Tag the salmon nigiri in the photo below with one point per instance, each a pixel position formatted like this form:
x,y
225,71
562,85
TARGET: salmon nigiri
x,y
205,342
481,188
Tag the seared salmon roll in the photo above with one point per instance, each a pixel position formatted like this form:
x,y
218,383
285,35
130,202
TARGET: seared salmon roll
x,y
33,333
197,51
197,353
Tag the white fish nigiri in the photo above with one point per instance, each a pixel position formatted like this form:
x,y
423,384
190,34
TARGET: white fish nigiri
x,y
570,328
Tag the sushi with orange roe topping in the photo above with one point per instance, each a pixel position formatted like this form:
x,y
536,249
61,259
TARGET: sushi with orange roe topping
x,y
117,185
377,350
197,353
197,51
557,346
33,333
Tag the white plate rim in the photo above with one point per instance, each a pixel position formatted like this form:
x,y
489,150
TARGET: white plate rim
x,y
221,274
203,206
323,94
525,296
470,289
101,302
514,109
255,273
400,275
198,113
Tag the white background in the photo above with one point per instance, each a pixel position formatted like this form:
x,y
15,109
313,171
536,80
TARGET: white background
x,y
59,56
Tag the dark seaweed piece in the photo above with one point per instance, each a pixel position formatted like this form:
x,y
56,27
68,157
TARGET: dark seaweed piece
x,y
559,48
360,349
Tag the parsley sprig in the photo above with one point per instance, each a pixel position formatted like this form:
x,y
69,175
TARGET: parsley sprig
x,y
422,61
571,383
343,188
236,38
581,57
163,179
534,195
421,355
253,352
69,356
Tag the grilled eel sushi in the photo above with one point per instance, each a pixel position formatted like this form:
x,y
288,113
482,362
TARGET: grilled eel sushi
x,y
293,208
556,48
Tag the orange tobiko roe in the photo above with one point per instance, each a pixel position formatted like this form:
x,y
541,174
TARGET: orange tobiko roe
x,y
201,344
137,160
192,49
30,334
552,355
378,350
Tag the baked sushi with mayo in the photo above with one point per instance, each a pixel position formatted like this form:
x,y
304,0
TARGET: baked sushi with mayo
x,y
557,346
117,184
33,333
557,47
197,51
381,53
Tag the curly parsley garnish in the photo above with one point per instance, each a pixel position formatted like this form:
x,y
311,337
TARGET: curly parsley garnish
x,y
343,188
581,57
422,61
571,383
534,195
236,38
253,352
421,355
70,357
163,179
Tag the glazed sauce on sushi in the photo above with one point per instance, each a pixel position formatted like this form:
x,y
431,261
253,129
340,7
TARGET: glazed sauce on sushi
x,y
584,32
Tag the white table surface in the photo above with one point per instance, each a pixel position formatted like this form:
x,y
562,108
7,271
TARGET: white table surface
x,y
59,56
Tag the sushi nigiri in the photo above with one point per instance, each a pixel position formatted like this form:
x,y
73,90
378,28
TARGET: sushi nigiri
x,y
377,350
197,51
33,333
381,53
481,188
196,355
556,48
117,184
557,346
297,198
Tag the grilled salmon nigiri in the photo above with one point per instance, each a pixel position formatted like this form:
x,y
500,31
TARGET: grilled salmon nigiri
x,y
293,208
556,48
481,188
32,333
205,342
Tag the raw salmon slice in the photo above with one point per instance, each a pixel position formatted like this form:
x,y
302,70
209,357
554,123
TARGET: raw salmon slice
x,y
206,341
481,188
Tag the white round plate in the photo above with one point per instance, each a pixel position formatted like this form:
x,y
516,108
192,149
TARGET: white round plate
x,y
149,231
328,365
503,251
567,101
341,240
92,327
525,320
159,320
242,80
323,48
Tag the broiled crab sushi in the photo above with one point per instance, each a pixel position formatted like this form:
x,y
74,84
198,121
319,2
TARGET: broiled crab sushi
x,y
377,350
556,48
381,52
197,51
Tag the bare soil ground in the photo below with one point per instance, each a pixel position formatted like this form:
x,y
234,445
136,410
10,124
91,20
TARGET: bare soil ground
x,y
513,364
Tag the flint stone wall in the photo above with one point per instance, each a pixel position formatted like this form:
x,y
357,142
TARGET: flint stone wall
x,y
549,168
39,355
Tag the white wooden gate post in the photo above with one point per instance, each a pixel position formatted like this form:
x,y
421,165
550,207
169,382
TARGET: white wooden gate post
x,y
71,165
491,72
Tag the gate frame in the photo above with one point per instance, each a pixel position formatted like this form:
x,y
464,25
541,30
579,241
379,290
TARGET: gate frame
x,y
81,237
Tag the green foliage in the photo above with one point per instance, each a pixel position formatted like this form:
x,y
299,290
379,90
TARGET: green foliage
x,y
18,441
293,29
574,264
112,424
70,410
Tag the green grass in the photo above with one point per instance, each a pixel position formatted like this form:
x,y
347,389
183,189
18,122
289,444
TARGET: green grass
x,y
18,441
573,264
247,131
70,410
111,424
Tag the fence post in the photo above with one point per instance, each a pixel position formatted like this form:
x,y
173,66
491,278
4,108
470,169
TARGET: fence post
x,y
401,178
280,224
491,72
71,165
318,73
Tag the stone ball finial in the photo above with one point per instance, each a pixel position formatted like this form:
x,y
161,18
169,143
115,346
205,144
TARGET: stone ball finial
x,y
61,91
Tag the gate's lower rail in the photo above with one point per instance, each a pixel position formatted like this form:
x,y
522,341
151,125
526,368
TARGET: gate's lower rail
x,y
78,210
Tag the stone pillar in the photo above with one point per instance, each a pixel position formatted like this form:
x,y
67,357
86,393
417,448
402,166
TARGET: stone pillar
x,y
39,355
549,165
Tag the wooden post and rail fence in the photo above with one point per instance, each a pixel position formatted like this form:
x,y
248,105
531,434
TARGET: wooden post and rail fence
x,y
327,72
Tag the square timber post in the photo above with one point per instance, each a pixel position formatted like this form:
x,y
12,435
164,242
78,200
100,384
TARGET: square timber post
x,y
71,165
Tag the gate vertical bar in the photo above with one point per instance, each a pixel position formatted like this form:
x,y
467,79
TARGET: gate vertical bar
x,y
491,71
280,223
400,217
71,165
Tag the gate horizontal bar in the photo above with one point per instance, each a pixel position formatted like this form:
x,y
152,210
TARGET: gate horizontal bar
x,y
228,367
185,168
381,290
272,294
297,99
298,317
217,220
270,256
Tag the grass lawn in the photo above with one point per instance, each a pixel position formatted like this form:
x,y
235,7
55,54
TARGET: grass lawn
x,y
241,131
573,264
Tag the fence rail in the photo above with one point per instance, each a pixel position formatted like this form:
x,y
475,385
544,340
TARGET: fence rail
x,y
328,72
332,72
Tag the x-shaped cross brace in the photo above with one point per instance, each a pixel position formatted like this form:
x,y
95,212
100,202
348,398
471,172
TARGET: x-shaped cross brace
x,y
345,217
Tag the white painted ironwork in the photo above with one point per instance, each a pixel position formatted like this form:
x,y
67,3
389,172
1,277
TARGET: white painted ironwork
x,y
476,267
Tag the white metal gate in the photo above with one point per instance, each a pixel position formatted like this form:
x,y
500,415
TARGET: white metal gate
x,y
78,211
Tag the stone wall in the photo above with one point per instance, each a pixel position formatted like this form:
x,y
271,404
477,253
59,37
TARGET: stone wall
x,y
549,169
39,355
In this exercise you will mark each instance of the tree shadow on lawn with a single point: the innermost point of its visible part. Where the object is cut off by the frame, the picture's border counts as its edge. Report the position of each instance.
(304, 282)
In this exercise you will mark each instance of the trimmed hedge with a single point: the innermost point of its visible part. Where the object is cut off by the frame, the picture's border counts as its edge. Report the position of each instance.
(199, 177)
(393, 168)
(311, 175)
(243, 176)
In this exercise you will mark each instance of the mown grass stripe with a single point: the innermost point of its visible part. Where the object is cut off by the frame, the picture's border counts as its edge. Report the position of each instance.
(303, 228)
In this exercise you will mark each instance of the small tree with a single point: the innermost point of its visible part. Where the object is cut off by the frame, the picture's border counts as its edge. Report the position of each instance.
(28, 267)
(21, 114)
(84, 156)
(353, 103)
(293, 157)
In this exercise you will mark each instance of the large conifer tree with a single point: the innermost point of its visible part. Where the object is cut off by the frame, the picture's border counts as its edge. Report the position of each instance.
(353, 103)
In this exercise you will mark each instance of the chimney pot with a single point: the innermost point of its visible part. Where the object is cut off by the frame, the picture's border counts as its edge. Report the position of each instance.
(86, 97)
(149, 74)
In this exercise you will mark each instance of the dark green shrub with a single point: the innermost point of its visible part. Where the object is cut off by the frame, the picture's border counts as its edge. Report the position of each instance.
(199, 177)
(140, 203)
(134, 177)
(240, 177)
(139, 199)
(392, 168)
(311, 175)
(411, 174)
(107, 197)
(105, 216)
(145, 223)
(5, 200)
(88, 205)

--------------------------------

BRIEF → Find the word "below" in the entries and show each line where it is found.

YOUR RESPONSE →
Tag the salmon nigiri in the photo below with one point per instance, each a pixel position formatted like this form:
Tag the bare soil ground in the photo below with one point per instance, each a pixel position formatted like this form:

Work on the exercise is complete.